(Recorded data Opens)

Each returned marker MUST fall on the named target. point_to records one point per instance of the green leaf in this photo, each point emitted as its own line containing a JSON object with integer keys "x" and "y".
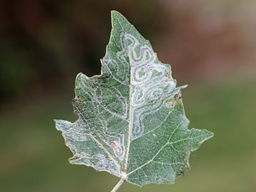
{"x": 131, "y": 121}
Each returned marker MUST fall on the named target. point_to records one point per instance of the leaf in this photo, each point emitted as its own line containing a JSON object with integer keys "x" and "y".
{"x": 131, "y": 121}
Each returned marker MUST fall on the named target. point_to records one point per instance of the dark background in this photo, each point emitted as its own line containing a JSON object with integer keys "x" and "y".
{"x": 211, "y": 46}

(Recorded data Closes)

▶ **What is being asked**
Output, exactly, all the records above; include no pictures.

▶ **Written answer**
Each returned marker MUST fall on the named target. point_to records one point per instance of the green leaf in this photo, each point emitted as its own line containing a JSON object with integer keys "x" and "y".
{"x": 131, "y": 121}
Each returned marker MUST fall on the named target. point_to records one point per instance of the leaf in this photo, each point emitted as its own line containing a JSON object with integer keys "x" and "y".
{"x": 131, "y": 121}
Each returned marker MUST fall on the named target. point_to records one point per instance of the dark background in this photo, each point emitted as its own line containing a JSON object with integer keys "x" and "y".
{"x": 211, "y": 46}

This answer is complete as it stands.